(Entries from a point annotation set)
--- --- ---

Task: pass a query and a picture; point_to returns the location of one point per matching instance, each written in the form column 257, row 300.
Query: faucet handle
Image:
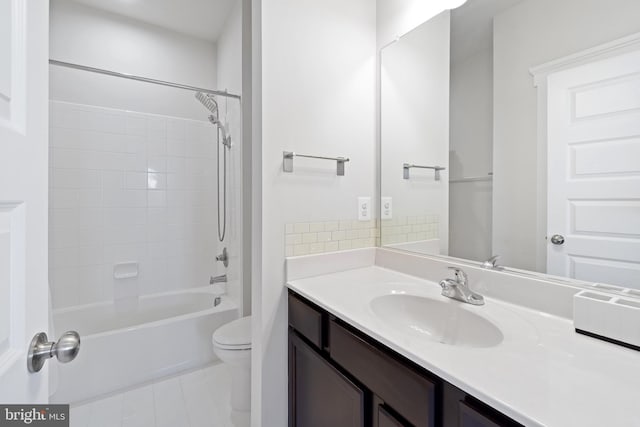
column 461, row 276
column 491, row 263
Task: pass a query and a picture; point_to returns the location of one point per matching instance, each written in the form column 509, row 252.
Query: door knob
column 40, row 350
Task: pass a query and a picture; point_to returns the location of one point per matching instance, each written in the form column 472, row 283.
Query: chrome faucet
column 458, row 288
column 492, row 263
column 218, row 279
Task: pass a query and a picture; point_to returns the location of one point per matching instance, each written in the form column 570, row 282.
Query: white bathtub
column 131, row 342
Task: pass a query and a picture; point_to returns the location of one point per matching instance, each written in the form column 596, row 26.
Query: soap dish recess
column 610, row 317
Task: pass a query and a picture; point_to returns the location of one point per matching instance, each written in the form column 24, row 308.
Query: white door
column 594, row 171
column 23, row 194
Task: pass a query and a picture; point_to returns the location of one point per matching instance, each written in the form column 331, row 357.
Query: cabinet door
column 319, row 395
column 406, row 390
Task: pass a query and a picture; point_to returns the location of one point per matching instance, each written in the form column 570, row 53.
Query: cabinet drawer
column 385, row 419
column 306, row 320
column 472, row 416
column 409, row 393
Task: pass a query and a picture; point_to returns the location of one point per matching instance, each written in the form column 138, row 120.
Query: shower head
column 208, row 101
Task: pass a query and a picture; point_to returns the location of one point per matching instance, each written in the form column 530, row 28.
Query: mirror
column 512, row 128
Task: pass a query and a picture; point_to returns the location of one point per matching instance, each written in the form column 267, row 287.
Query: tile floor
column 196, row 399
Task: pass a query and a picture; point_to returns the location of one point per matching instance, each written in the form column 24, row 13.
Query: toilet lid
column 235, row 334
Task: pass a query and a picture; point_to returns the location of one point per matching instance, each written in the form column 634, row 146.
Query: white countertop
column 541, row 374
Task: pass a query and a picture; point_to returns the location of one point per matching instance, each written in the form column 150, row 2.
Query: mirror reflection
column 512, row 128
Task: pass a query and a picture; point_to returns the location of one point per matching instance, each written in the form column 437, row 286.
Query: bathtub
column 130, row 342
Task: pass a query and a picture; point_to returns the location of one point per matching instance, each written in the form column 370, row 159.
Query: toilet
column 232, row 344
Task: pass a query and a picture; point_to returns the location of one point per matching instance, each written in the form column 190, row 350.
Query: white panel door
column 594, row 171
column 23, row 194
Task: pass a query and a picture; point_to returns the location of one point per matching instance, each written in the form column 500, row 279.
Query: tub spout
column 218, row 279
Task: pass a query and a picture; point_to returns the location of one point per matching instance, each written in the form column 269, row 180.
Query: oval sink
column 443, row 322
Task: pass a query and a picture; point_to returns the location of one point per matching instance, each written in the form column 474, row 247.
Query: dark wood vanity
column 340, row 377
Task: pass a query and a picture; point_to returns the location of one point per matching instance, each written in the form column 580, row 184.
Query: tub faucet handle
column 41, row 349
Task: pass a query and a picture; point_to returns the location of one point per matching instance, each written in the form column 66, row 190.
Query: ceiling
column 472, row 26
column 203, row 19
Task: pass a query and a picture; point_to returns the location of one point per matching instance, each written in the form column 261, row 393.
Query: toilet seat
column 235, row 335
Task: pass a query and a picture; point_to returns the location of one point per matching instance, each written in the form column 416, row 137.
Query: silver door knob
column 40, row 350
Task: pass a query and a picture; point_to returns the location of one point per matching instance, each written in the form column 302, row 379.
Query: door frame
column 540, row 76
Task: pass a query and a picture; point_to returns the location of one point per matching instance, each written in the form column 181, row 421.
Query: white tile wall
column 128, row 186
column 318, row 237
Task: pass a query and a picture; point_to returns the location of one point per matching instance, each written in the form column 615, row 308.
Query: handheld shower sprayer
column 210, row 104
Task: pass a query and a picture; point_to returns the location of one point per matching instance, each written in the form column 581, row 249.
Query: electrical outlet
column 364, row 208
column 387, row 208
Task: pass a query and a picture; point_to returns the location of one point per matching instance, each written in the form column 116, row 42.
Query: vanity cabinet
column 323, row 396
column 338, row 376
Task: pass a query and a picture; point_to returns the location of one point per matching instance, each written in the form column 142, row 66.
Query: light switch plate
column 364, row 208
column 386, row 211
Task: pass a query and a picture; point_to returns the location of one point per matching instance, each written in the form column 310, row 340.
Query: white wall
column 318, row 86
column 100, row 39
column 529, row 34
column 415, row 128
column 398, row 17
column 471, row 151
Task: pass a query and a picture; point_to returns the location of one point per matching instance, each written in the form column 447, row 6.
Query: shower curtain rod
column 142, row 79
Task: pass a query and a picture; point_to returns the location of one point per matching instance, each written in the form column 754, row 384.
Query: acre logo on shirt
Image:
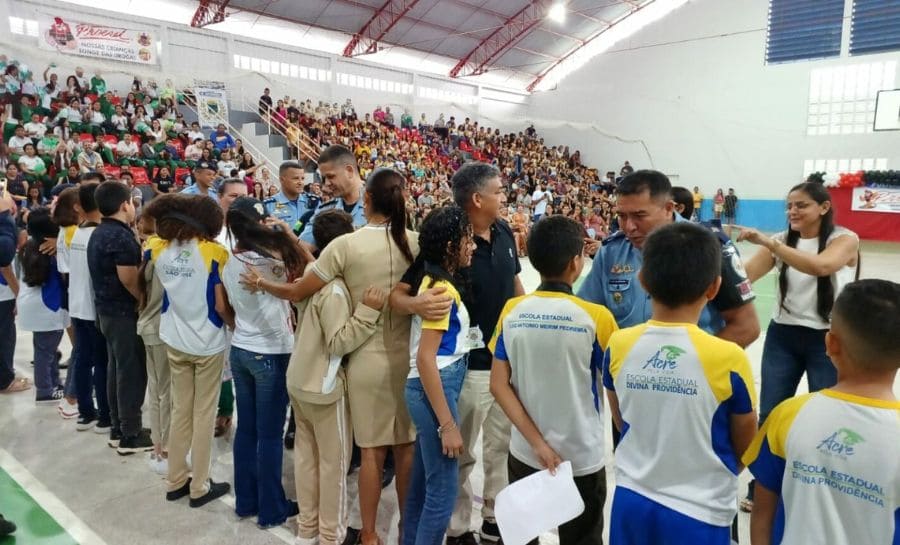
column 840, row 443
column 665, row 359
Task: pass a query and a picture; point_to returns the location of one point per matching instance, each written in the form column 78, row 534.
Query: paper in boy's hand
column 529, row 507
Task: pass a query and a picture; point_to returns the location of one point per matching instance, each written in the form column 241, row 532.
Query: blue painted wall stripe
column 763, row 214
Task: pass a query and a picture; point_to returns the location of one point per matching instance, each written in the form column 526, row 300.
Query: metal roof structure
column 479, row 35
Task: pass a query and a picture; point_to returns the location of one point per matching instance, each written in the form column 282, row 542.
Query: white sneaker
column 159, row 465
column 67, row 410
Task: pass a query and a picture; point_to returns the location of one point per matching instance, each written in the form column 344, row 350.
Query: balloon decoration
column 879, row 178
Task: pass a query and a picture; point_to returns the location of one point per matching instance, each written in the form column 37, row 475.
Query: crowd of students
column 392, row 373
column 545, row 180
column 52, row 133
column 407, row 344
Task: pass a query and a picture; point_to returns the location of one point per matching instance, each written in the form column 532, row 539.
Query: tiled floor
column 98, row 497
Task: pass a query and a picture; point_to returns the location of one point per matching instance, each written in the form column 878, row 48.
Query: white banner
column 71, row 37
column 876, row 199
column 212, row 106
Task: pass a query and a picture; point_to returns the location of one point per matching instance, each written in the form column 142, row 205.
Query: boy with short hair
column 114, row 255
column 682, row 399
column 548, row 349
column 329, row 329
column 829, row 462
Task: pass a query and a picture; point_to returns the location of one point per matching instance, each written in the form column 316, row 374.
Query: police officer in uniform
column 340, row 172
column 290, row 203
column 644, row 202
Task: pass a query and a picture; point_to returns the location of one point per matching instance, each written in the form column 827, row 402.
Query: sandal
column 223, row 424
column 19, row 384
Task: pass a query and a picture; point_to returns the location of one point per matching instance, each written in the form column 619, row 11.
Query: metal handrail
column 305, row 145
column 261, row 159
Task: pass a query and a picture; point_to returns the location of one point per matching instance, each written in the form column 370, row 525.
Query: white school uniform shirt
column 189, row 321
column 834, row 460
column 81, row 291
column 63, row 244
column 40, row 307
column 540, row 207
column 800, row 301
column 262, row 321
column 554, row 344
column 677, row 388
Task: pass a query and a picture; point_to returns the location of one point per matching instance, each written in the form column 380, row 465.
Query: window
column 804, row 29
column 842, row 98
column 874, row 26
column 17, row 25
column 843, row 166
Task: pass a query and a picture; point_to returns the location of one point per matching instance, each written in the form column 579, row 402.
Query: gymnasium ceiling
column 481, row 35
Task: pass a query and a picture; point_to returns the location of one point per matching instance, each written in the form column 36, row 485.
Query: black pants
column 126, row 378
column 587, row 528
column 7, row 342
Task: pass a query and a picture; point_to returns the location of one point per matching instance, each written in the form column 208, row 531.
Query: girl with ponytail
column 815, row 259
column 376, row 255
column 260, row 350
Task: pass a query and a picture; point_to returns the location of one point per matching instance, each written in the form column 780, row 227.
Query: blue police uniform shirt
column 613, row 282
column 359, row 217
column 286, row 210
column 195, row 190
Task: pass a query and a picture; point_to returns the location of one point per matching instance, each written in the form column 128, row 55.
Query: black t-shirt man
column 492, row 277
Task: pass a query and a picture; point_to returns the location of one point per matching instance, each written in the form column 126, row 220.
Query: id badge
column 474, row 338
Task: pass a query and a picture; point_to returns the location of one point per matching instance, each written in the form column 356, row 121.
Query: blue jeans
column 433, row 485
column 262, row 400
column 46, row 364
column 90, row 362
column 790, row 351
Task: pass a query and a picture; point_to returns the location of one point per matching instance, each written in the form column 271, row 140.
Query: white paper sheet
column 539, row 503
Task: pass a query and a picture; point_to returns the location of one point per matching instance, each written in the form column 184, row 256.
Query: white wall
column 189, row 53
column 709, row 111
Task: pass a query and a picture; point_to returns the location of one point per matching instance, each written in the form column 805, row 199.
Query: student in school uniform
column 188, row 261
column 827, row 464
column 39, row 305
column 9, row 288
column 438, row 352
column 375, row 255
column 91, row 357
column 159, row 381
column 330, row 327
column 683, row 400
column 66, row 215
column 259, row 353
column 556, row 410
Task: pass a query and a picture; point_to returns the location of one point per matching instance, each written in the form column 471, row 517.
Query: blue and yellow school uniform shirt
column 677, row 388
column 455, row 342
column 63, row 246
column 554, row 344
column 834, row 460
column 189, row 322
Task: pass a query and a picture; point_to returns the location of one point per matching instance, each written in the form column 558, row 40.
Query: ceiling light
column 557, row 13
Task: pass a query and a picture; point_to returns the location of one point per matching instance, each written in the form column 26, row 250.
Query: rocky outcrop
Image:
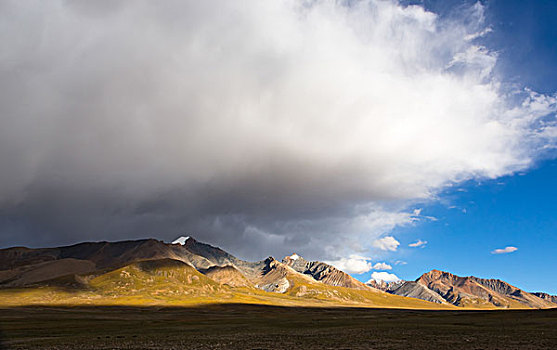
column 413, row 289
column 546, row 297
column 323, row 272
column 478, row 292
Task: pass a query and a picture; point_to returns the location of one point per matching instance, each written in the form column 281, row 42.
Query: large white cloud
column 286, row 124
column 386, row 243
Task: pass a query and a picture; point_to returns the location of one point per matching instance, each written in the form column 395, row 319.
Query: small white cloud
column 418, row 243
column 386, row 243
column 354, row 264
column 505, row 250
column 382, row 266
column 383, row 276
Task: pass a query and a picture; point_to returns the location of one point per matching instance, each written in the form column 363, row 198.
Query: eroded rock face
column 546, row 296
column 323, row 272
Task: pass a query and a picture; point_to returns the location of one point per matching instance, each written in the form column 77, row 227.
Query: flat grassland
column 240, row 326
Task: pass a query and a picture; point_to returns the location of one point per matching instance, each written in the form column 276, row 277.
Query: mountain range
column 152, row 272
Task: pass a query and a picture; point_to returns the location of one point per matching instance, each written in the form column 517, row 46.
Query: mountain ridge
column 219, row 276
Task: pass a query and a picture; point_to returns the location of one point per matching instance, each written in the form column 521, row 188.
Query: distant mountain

--- --- ---

Instructions for the task:
Copy the data above word for word, from the line containing "331, row 357." through the line containing "column 196, row 399", with both of those lines included.

Output below:
Task: pass a query and a picture; point_to returns the location of one point per matching instance, each written in the form column 331, row 357.
Query: cabinet door
column 319, row 395
column 406, row 390
Task: pass a query and a picture; point_to returns the location of one point per matching instance, each written in the form column 570, row 53.
Query: cabinet drawer
column 385, row 419
column 306, row 320
column 472, row 416
column 409, row 393
Task: pass a query and a picture; point_to returns the location of one point per matching instance, each written in the form column 138, row 120.
Query: shower head
column 208, row 101
Task: pass a query and a picture; point_to returns the location of one point per matching instance, each written in the form column 530, row 28.
Query: mirror
column 512, row 128
Task: pass a query and a picture; point_to returns the location of one point per matching instance, each written in the form column 267, row 287.
Query: tile floor
column 196, row 399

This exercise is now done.